— BEGIN ENTRIES SHOWN —
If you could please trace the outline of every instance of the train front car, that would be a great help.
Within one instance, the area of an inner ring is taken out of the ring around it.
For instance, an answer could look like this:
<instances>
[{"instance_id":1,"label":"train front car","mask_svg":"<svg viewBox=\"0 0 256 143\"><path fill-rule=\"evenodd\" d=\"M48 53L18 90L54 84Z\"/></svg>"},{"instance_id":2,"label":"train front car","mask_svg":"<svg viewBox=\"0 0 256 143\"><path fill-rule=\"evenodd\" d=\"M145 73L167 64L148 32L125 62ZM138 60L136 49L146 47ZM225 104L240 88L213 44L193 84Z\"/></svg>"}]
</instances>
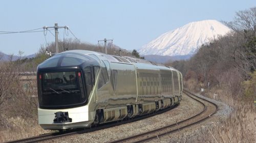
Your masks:
<instances>
[{"instance_id":1,"label":"train front car","mask_svg":"<svg viewBox=\"0 0 256 143\"><path fill-rule=\"evenodd\" d=\"M75 51L57 54L37 67L38 123L44 129L90 126L94 109L88 103L99 64Z\"/></svg>"}]
</instances>

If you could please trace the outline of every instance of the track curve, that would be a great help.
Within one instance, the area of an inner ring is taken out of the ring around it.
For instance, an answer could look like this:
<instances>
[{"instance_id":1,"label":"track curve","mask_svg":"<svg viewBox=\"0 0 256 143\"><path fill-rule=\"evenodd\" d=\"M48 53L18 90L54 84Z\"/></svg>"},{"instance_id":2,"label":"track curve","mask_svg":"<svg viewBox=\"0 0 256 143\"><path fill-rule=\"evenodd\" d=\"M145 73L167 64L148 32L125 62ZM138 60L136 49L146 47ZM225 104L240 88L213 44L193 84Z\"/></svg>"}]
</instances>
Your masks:
<instances>
[{"instance_id":1,"label":"track curve","mask_svg":"<svg viewBox=\"0 0 256 143\"><path fill-rule=\"evenodd\" d=\"M148 132L142 133L121 139L109 142L142 142L151 139L157 138L168 133L180 131L185 128L199 123L209 118L218 110L218 106L214 103L197 96L194 94L184 90L184 93L188 96L202 104L204 109L198 113L175 124L167 125L165 127L155 129ZM198 98L198 99L197 99ZM211 105L211 106L210 106Z\"/></svg>"}]
</instances>

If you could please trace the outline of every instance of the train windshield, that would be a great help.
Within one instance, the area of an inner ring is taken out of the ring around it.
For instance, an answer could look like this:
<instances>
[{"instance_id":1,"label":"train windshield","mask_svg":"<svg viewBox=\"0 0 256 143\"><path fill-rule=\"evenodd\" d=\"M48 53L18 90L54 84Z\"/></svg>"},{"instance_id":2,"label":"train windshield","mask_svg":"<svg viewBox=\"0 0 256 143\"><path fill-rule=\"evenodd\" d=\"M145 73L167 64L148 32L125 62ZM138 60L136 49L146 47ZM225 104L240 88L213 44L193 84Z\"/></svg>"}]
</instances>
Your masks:
<instances>
[{"instance_id":1,"label":"train windshield","mask_svg":"<svg viewBox=\"0 0 256 143\"><path fill-rule=\"evenodd\" d=\"M41 75L41 106L60 107L85 102L80 72L45 73Z\"/></svg>"}]
</instances>

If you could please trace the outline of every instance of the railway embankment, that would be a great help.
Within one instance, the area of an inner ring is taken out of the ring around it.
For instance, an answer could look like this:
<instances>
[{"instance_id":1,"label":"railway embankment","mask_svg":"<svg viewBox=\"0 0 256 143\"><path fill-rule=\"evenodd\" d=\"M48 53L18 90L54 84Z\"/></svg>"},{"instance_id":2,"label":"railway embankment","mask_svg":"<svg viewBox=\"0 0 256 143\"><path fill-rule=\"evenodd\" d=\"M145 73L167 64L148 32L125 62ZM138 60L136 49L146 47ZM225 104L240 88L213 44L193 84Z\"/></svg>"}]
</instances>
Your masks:
<instances>
[{"instance_id":1,"label":"railway embankment","mask_svg":"<svg viewBox=\"0 0 256 143\"><path fill-rule=\"evenodd\" d=\"M205 98L203 96L199 97ZM232 108L220 102L210 99L207 100L212 101L218 106L217 113L209 119L191 127L184 129L174 133L167 134L166 135L158 137L150 141L161 142L181 142L181 141L188 139L195 136L195 134L202 133L203 129L211 129L212 126L222 123L227 116L232 111ZM163 127L167 125L175 124L180 121L189 118L200 112L204 107L201 104L188 96L183 94L180 104L175 108L163 113L156 115L147 119L133 123L117 126L110 128L75 135L63 138L54 139L59 142L109 142L127 137L142 132Z\"/></svg>"}]
</instances>

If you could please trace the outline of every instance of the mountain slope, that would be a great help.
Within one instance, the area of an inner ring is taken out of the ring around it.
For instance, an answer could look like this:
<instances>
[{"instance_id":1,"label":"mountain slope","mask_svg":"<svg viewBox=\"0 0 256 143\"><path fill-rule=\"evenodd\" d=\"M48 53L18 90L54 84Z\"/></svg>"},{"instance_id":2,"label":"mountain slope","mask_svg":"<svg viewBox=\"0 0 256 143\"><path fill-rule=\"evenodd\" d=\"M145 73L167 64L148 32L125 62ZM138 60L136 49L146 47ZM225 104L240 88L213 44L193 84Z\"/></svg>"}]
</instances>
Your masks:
— END ENTRIES SHOWN —
Leave the pictures out and output the rest of the listing exactly.

__THE COMPLETED TASK__.
If you could please trace the outline of every instance of the train front car, that would be a great help.
Within one instance, the area of an inner ring is taken out of the ring around it.
For instance, an answer could look like this:
<instances>
[{"instance_id":1,"label":"train front car","mask_svg":"<svg viewBox=\"0 0 256 143\"><path fill-rule=\"evenodd\" d=\"M48 53L18 90L54 84Z\"/></svg>"},{"instance_id":2,"label":"train front car","mask_svg":"<svg viewBox=\"0 0 256 143\"><path fill-rule=\"evenodd\" d=\"M145 73L167 64L148 32L125 62ZM138 60L136 49L146 47ZM225 104L240 88L213 44L193 84Z\"/></svg>"}]
</instances>
Your masks:
<instances>
[{"instance_id":1,"label":"train front car","mask_svg":"<svg viewBox=\"0 0 256 143\"><path fill-rule=\"evenodd\" d=\"M75 51L57 54L37 67L38 123L44 129L90 126L94 109L88 103L99 64Z\"/></svg>"}]
</instances>

If you could please trace the outline of every instance of the track curve, that would be a great help.
Within one instance, the area of an inner ring is taken out of the ring around it.
For instance, an answer could look like this:
<instances>
[{"instance_id":1,"label":"track curve","mask_svg":"<svg viewBox=\"0 0 256 143\"><path fill-rule=\"evenodd\" d=\"M48 53L18 90L54 84Z\"/></svg>"},{"instance_id":2,"label":"track curve","mask_svg":"<svg viewBox=\"0 0 256 143\"><path fill-rule=\"evenodd\" d=\"M145 73L167 64L148 32L125 62ZM138 60L136 49L146 47ZM225 104L240 88L213 44L193 84Z\"/></svg>"}]
</instances>
Your masks:
<instances>
[{"instance_id":1,"label":"track curve","mask_svg":"<svg viewBox=\"0 0 256 143\"><path fill-rule=\"evenodd\" d=\"M148 132L142 133L121 139L109 142L142 142L151 139L157 138L168 133L180 131L185 128L199 123L209 118L218 110L218 106L214 103L197 96L194 94L184 90L184 93L188 96L202 104L204 109L198 113L175 124L167 125L165 127L155 129ZM198 98L198 99L197 99ZM211 105L211 106L210 106Z\"/></svg>"}]
</instances>

If you could please trace the outline of every instance of the train windshield, that would be a great help.
Within one instance, the area of an inner ring is taken out of the ring around it.
For instance, an answer could look like this:
<instances>
[{"instance_id":1,"label":"train windshield","mask_svg":"<svg viewBox=\"0 0 256 143\"><path fill-rule=\"evenodd\" d=\"M48 53L18 90L54 84Z\"/></svg>"},{"instance_id":2,"label":"train windshield","mask_svg":"<svg viewBox=\"0 0 256 143\"><path fill-rule=\"evenodd\" d=\"M145 73L167 64L148 32L125 62ZM138 60L136 49L146 47ZM225 104L240 88L213 44L193 84Z\"/></svg>"}]
</instances>
Your masks:
<instances>
[{"instance_id":1,"label":"train windshield","mask_svg":"<svg viewBox=\"0 0 256 143\"><path fill-rule=\"evenodd\" d=\"M41 75L41 106L60 107L85 102L80 72L45 73Z\"/></svg>"}]
</instances>

If you could please trace the outline of every instance of the railway embankment, that would be a great help.
Within one instance, the area of an inner ring is taken out of the ring around it.
For instance, an answer could look like this:
<instances>
[{"instance_id":1,"label":"railway embankment","mask_svg":"<svg viewBox=\"0 0 256 143\"><path fill-rule=\"evenodd\" d=\"M48 53L18 90L54 84Z\"/></svg>"},{"instance_id":2,"label":"railway embankment","mask_svg":"<svg viewBox=\"0 0 256 143\"><path fill-rule=\"evenodd\" d=\"M145 73L167 64L148 32L125 62ZM138 60L136 49L146 47ZM225 104L240 88L213 44L193 84Z\"/></svg>"}]
</instances>
Your masks:
<instances>
[{"instance_id":1,"label":"railway embankment","mask_svg":"<svg viewBox=\"0 0 256 143\"><path fill-rule=\"evenodd\" d=\"M205 98L203 96L199 97ZM232 108L220 102L210 99L207 100L212 101L218 106L217 113L209 119L191 127L184 129L174 133L167 134L166 135L158 137L150 141L161 142L181 142L181 141L188 139L195 136L195 134L202 133L203 129L211 129L212 126L222 123L227 116L232 111ZM163 127L167 125L175 124L180 121L189 118L200 112L204 107L201 104L188 96L183 94L180 104L175 108L163 113L156 115L147 119L133 123L117 126L110 128L75 135L63 138L54 139L59 142L109 142L127 137L142 132Z\"/></svg>"}]
</instances>

If you could please trace the outline of every instance of the mountain slope, that would be a great help.
Within one instance, the area of an inner ring is taken out of the ring around it.
For instance, an answer could look like this:
<instances>
[{"instance_id":1,"label":"mountain slope","mask_svg":"<svg viewBox=\"0 0 256 143\"><path fill-rule=\"evenodd\" d=\"M48 53L18 90L54 84Z\"/></svg>"},{"instance_id":2,"label":"mountain slope","mask_svg":"<svg viewBox=\"0 0 256 143\"><path fill-rule=\"evenodd\" d=\"M145 73L167 64L148 32L125 62ZM138 60L136 49L146 47ZM225 104L240 88L213 44L193 84Z\"/></svg>"}]
</instances>
Your masks:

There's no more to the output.